GIF vs. WebM on 4chan – Part 2: Method & Quantitative Analysis

This is a series of three articles that present the outcome of a study of GIF and WebM usage on 4chan. All data and graphs, the following text relates to, can be found in part one of the series.

PART 1: The Data
PART 2: Quantitative Analysis & Method (this article)
PART 3: Qualitative Analysis (will follow)

 

Introduction

The image board 4chan introduced WebM support in April 2014. This was the first time that video files could be attached to posts, although it is an image board. But there are certain limitations that made WebM appear in a GIF-like way: They may not be larger than 3 MB and 2048×2048 pixels, not longer than 120 seconds. Also they don’t have sound. At least they didn’t for a few months – Since February 2015, 4chan also allows WebMs with sound.

Moot (former head of 4chan), announced the newly added WebM support and the mentioned restrictions for them in a blog post in April 2014. He stated that the limitations were set because the new file format is meant to provide better animation than GIFs, but not actual videos. Because of this intention it is a self-evident idea to inspect how WebM and GIF would be used along with each other. There are two boards that provide a good field for a survey like this: /gif and /wsg. The first one was founded in 2005 as a place to share any GIF, but mainly for a growing number of images that are not safe for work. Consequently, /wsg was opened in June 2012 as a place for worksafe GIFs, as moot himself explains in the first post on that board: “Board title says it all. Rules: 1. Post GIFs. 2. Keep it worksafe.”. At that time, /gif was the only board with a focus on animated image exchange and had no regulations regarding the image content. As rumour has it, an alternative board without explicit contents was demanded because of the growing percentage of pornographic images on /gif.

So, 4chan provides good circumstances for a comparison of GIF and WebM usage for two reasons. First, the limitations of WebM made these files very similar to GIF on the image boards, at least from April 2014 to January 2015. Second, two different use cases (pornographic and non-pornographic) appear in separate, but almost identical environments. The design of the two boards /gif and /wsg is basically the same, as well as the board rules, except for the “worksafe” rule. Even after a short first observation of the two image boards, one can get the impression that /gif is indeed mainly used to share pornographic material and also appears to be more frequented than /wsg. These two assumptions lead to the hypotheses, that the file format usage differs between both boards in a way, that H1) significantly more files are shared on /gif than on /wsg and that H2) the percentage of WebM files is higher on /gif than on /wsg. The second part of the hypothesis derives from the assumption that users prefer to watch pornographic content with high image quality, for which WebM is better suited than GIF. Besides those specific points of interest, the general intention of this study was to analyse the overall development of GIF and WebM posting behaviour on the /gif and /wsg boards of 4chan.

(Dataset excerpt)
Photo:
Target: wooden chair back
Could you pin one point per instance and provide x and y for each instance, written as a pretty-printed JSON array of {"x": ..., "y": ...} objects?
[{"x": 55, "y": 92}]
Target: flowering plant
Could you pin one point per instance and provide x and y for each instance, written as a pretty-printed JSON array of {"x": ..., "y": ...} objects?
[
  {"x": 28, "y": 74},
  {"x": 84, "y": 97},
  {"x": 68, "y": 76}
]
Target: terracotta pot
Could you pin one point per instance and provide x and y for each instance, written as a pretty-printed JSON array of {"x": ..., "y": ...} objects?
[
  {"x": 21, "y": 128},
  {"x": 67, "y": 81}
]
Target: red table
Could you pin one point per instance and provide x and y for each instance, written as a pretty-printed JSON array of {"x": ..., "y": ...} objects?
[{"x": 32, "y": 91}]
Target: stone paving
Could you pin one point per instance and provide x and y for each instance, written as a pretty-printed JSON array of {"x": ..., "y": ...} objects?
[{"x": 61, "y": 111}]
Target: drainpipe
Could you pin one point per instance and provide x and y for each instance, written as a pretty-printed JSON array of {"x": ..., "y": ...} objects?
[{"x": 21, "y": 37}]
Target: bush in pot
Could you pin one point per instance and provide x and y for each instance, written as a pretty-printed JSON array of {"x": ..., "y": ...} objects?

* [Objectives]:
(a) Condense the paragraph beginning "The image board 4chan introduced WebM support" from the 4chan GIF-versus-WebM article into a bulleted list that keeps its main facts.
(b) Continue the 4chan GIF-versus-WebM article with the passage that would follow its last sentence.

* [Response list]:
(a)
- 4chan added WebM support in April 2014, which allowed video files in posts on an image board for the first time.
- Limits made WebMs behave much like GIFs:
  - maximum 3 MB
  - maximum 2048×2048 pixels
  - maximum 120 seconds
  - no sound
- WebMs with sound have been allowed since February 2015.

(b)
This study was conducted in two steps. At first, data was collected for the years 2013 and 2014 and the results were presented at the 31st annual Chaos Communication Congress in Hamburg. In fact, this presentation was the reason to start this survey in the first place. This first step focussed on the development of file usage behaviour since the introduction of WebM in April 2014 and a comparison with the time before this incident. Due to a lack of archive data for the /gif board, the survey was continued after the presentation to gather a broader database. This second step lasted from December 2014 to September 2015 and is summarised by this paper. During this period (on 31st January, to be precise), 4chan decided to allow WebMs with sound on its boards. The effects of this change are the focus of the second step of this survey.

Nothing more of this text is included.